──────── Recorded information

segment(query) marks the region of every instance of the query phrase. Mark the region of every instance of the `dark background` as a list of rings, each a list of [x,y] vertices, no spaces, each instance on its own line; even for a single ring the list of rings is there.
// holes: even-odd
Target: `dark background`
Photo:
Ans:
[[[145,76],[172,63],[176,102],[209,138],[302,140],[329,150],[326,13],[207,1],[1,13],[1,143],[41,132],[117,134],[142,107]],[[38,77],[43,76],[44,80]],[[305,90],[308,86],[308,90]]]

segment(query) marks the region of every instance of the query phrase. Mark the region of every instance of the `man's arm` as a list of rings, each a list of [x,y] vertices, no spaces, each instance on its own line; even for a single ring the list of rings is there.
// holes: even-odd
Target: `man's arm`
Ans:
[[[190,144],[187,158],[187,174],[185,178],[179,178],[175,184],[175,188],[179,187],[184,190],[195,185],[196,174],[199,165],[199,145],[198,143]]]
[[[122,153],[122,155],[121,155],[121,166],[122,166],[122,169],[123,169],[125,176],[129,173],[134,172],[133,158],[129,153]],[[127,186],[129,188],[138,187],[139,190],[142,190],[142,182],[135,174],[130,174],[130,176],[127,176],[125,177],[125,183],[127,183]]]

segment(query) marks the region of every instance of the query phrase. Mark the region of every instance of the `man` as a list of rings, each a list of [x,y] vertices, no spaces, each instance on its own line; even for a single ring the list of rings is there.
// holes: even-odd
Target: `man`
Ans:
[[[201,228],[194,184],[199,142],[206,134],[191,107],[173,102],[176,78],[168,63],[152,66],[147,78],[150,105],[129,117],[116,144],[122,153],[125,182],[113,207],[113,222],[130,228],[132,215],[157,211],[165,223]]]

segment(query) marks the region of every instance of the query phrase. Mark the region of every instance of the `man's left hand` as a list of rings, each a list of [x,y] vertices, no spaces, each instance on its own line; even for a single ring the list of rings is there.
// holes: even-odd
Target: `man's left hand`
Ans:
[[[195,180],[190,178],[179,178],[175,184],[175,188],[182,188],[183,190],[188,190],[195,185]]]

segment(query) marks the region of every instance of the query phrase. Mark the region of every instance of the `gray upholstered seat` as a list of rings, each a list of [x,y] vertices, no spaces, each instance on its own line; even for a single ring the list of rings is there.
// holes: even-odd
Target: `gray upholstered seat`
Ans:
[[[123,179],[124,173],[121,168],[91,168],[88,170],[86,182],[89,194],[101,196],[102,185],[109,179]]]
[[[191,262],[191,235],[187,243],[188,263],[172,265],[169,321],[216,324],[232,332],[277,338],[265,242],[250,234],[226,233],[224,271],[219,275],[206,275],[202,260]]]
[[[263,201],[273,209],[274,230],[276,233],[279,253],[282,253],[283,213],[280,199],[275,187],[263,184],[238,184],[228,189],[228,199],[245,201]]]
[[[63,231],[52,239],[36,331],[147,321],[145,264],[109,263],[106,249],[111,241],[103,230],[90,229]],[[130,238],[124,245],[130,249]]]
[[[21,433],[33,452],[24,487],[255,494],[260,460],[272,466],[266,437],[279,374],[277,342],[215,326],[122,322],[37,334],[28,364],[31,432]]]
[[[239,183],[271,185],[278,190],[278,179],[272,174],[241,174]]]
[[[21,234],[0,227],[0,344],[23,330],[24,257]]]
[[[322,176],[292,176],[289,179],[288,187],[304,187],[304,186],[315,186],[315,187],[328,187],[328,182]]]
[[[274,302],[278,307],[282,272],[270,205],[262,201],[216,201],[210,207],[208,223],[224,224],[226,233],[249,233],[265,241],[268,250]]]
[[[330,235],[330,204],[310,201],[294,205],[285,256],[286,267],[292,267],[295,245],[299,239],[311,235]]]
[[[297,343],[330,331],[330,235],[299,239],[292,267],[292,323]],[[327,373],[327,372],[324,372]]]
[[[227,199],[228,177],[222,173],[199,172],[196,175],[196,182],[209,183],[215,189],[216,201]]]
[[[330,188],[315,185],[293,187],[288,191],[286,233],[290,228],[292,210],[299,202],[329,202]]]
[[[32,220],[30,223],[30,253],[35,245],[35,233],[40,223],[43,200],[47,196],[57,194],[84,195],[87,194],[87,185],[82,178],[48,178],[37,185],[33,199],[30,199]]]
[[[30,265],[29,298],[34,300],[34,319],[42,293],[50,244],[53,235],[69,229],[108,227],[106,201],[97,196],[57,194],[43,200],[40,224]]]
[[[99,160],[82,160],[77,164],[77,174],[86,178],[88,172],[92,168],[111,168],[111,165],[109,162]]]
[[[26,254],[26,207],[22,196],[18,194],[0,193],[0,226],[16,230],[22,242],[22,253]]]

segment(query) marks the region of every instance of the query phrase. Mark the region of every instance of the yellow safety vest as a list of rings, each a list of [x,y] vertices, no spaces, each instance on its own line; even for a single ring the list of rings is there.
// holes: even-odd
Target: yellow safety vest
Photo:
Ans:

────────────────

_Short exercise_
Give the material above again, word for word.

_Problem solution_
segment(query) marks the region of every instance of the query phrase. Mark the region of every instance of the `dark background` as a list of rings, each a list of [x,y] vertices, no spaces, each instance on its own line; even for a single ring the list of rings is there.
// holes: even-odd
Target: `dark background`
Photo:
Ans:
[[[145,76],[172,63],[176,102],[209,138],[302,140],[329,150],[326,13],[207,1],[1,13],[1,143],[41,132],[117,134],[142,107]],[[38,77],[43,76],[44,80]],[[305,90],[308,86],[308,90]]]

segment(query) marks the region of every instance of the query phrase. Mark the region of every instance of the `man's arm` as a list of rings, each a list of [x,y] vertices, no spaces, each instance on its own line; even for a single ring the list of rings is there.
// holes: even-odd
Target: `man's arm`
Ans:
[[[190,144],[187,158],[187,174],[185,178],[179,178],[175,184],[175,188],[179,187],[184,190],[195,185],[196,174],[199,165],[199,145],[198,143]]]
[[[122,153],[122,155],[121,155],[121,166],[122,166],[122,169],[123,169],[125,176],[129,173],[134,172],[133,158],[129,153]],[[127,186],[129,188],[138,187],[139,190],[142,190],[142,182],[135,174],[130,174],[130,176],[127,176],[125,177],[125,183],[127,183]]]

segment(query) marks the region of every instance of the query phrase. Mark the region of every instance of the `man` as a list of rings, each a list of [x,y] vertices, no spaces, each instance on its own line; even for a single ring the list of rings is there.
// holes: even-odd
Target: `man`
Ans:
[[[201,228],[194,184],[199,142],[206,134],[191,107],[173,102],[176,78],[168,63],[152,66],[147,78],[150,105],[129,117],[116,144],[122,153],[125,182],[113,207],[113,222],[130,228],[132,215],[157,211],[165,223]]]

segment(query) marks the region of every instance of the query phrase. Mark the region of every instance of the `man's left hand` as a list of rings, each a list of [x,y] vertices, no spaces, each instance on its own line; even for a single ring the list of rings is there.
// holes: even-odd
Target: `man's left hand`
Ans:
[[[195,180],[190,178],[179,178],[175,184],[175,188],[182,188],[183,190],[188,190],[195,185]]]

segment(query) marks the region of every instance of the query phrase. Mark the region of every instance of the `gray upholstered seat` as a list of rings, each a list of [x,y] vertices, no spaces, each instance on its own line; even for a single ring the list of rings is there.
// holes: even-odd
Target: `gray upholstered seat`
Ans:
[[[123,179],[124,173],[121,168],[91,168],[88,170],[86,182],[89,194],[101,196],[102,185],[109,179]]]
[[[191,262],[191,235],[187,243],[188,263],[172,265],[169,321],[216,324],[232,332],[277,338],[265,242],[250,234],[226,233],[224,271],[219,275],[206,275],[202,260]]]
[[[263,201],[273,209],[274,230],[276,233],[279,253],[282,253],[283,213],[280,199],[275,187],[263,184],[238,184],[228,189],[228,199],[245,201]]]
[[[63,231],[52,239],[36,331],[147,321],[145,264],[109,263],[106,249],[111,241],[103,230],[90,229]],[[130,238],[124,245],[130,249]]]
[[[21,433],[33,452],[24,487],[255,494],[260,460],[272,466],[266,437],[279,374],[277,342],[215,326],[122,322],[37,334],[28,364],[31,432]]]
[[[239,183],[271,185],[278,190],[278,179],[272,174],[241,174]]]
[[[21,234],[0,227],[0,344],[23,330],[24,257]]]
[[[322,176],[292,176],[289,179],[288,187],[304,187],[304,186],[315,186],[315,187],[328,187],[328,182]]]
[[[274,302],[278,307],[282,272],[270,205],[262,201],[216,201],[210,207],[208,223],[224,224],[226,233],[249,233],[265,241],[268,250]]]
[[[330,235],[330,204],[310,201],[294,205],[285,256],[286,267],[292,267],[295,245],[299,239],[311,235]]]
[[[297,343],[330,331],[330,235],[299,239],[292,267],[292,323]],[[327,373],[327,372],[324,372]]]
[[[227,199],[228,177],[222,173],[199,172],[196,175],[196,182],[209,183],[215,189],[216,201]]]
[[[330,188],[315,185],[293,187],[288,191],[286,233],[290,228],[292,210],[299,202],[329,202]]]
[[[32,220],[30,223],[30,253],[35,245],[35,233],[40,223],[43,200],[47,196],[57,194],[84,195],[87,194],[87,185],[82,178],[48,178],[37,185],[33,199],[30,199]]]
[[[30,265],[29,298],[34,300],[34,319],[42,293],[50,244],[53,235],[69,229],[108,227],[106,201],[97,196],[57,194],[43,200],[40,224]]]
[[[99,160],[82,160],[77,164],[77,174],[86,178],[88,172],[92,168],[111,168],[111,165],[109,162]]]
[[[26,254],[26,207],[22,196],[18,194],[0,193],[0,226],[16,230],[22,242],[22,253]]]

segment(query) marks the region of every instance of the query phrase. Mark the region of every instance of the yellow safety vest as a list of rings, each a list of [x,y] vertices, no spaces, each instance on its own line; even for a single ring the list of rings is there.
// holes: even-odd
Target: yellow safety vest
Photo:
Ans:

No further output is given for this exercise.